» **CONSIGNES**:
**a)** Résumez le fil de discussion en deux phrases.
**b)** Citez textuellement le passage du fil de discussion qui commence à « À une question » et se termine à « du *que *dans* est-ce que*. ».
**c)** Dressez la liste des noms placés en tête des messages du fil de discussion, en citant chaque nom une seule fois.

» **EXTRAIT À LIRE**:

------------------------------

# Qu'est-ce, X ? / Qu'est X ? / Qu'est-ce que X ? / Qu'est-ce que c'est, X ? / Qu'est-ce que c'est que X ?



## Johanne

Bonjour!

À une question à laquelle j'ai répondu au sujet de *est-ce que* (je disais que _est-ce que _était une locution interrogative figée qu'on ne pouvait diviser), la personne m'a justement répondu que, selon elle, il était possible de dire par exemple : Qu'est-ce, l'impressionnisme?

Dans mes dictionnaires, je ne trouve aucun exemple de cette forme d'interrogation. À mon avis, on devrait dire _Qu'est l'impressionnisme? _ou _Qu'est-ce que l'impressionnisme?_, mais je n'arrive pas à condamner _Qu'est-ce_ sans _que_. Il me semble que ça se dit et il n'est dit nulle part que c'est incorrect.  En fait, la personne s'interroge sur la pertinence de la présence du *que *dans* est-ce que*.

Qu'en pensez-vous? Peut-on tronquer _est-ce que_?

Merci!

Joh

*Note des modérateurs :* Plusieurs fils ont été fusionnés pour créer celui-ci.


----------



## J.F. de TROYES

IL me semble qu'on entend plutôt "L'impressionnisme, qu'est-ce?", forme d'insistance pour "Qu'est-ce-que l'impressionnisme?" avec antéposition du sujet et sa reprise par un pronom, comme dans:
            "La grande ourse, est-ce que tu la vois?"
            "Qu'est-ce que ces petits points jaunes?"  peut devenir:
            "Ces petits points jaunes, qu'est-ce?


----------



## marget

"Qu'est-ce que ces petits points jaunes?" peut devenir:
"Ces petits points jaunes, qu'est-ce?"

C'est moi qui ai posé la première question et je vous remercie, tous, de votre aide!
Quand on dit "qu'est-ce que ces petits points jaunes, quelle est la fonctin grammaticale de *que *qui précède *ces points*?

Je comprends l'idée: "on dit *qu'est-ce que* ou *qu'est-ce que c'est que* + substantif ou infinitif" pour demander une definition, mais pourquoi met-on *que* devant le complément?


----------



## pieanne

A mon avis, cela dépend des cas.

Il y a 3 façons de poser un question en français (l'une d'elles est "est-ce *que*")

Phrase affirmative: Tu as fini tes devoirs.
Q1: "As-tu fini tes devoirs?" (inversion V/S)
Q2: "Est-ce tu as fini tes devoirs?" (utilisation de "est-ce que")
Q3: "Tu as fini tes devoirs?" (intonation interrogative)

Mais quand on a une phrase de ce type:
Phrase affirmative: "C'est le journal d'hier"
Q1: "Est-ce le journal d'hier?" (inversion, *on ne peut pas mettre "que")*
Q2: "Est-ce que c'est le journal d'hier?" (*on ne peut pas omettre "que")*
Q3: "C'est le journal d'hier?"

Have I helped?


----------



## Johanne

Oui, mais la fonction grammaticale? Moi, je dis que la fonction de *que *se limiteà l'intérieur du *est-ce que, *soit d'être le COD de *ce. *Qu'il n'a pas de fonction à l'extérieur de cette phrase, outre celle de faire partie de l'adverbe d'interrogation.

------------------------------

» **LIGNES DE DONNÉES**:
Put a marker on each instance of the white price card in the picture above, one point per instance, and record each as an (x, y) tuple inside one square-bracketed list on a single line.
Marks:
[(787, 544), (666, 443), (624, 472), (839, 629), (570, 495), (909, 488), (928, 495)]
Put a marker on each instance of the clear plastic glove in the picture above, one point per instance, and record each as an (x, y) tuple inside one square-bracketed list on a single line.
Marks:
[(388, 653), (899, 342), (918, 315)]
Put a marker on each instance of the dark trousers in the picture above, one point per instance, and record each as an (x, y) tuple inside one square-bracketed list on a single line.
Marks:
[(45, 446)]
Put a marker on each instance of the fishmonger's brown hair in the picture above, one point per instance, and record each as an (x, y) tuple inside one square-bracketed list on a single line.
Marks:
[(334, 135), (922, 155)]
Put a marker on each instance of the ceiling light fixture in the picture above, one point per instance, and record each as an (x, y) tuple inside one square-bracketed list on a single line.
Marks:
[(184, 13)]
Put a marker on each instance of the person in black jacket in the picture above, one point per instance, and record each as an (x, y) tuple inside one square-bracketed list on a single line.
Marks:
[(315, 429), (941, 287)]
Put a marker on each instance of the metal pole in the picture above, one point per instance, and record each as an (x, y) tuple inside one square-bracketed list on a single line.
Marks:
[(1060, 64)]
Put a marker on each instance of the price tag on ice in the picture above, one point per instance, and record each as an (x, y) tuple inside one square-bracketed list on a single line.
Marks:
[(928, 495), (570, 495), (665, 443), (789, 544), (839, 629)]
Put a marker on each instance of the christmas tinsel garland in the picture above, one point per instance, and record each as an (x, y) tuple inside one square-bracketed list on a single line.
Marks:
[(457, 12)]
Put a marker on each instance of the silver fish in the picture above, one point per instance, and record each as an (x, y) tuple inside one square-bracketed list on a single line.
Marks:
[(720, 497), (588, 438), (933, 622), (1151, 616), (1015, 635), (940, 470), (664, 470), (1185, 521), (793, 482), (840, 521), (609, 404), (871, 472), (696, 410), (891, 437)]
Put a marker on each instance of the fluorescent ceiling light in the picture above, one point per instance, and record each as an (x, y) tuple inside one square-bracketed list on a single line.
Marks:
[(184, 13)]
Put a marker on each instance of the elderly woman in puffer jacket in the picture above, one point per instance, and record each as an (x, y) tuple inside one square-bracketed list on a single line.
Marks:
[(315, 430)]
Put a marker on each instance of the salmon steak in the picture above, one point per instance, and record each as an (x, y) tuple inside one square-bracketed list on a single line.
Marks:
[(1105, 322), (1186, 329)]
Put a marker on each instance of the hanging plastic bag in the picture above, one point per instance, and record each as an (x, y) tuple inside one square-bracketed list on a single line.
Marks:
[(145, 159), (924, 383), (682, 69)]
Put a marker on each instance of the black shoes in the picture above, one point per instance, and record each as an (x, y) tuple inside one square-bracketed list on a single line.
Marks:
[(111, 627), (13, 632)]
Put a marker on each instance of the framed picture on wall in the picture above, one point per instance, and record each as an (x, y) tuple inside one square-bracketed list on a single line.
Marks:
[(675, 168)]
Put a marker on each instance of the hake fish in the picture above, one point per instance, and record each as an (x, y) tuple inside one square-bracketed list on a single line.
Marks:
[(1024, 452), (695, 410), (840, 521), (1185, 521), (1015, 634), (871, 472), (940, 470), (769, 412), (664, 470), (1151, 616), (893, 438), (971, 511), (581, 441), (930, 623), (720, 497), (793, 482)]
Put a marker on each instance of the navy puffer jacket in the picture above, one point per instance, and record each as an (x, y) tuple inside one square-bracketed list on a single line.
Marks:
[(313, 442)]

------------------------------

» **RÉPONSES PAR CONSIGNE**:
**a)** Johanne demande si l'on peut dire « Qu'est-ce, l'impressionnisme? » sans le « que » de « est-ce que », une forme dont elle ne trouve aucun exemple dans ses dictionnaires. Les réponses suggèrent plutôt la tournure « L'impressionnisme, qu'est-ce? » avec antéposition du sujet, présentent trois façons de poser une question en français et s'interrogent sur la fonction grammaticale du « que ».

**b)**
À une question à laquelle j'ai répondu au sujet de *est-ce que* (je disais que _est-ce que _était une locution interrogative figée qu'on ne pouvait diviser), la personne m'a justement répondu que, selon elle, il était possible de dire par exemple : Qu'est-ce, l'impressionnisme?

Dans mes dictionnaires, je ne trouve aucun exemple de cette forme d'interrogation. À mon avis, on devrait dire _Qu'est l'impressionnisme? _ou _Qu'est-ce que l'impressionnisme?_, mais je n'arrive pas à condamner _Qu'est-ce_ sans _que_. Il me semble que ça se dit et il n'est dit nulle part que c'est incorrect.  En fait, la personne s'interroge sur la pertinence de la présence du *que *dans* est-ce que*.

**c)**
- Johanne
- J.F. de TROYES
- marget
- pieanne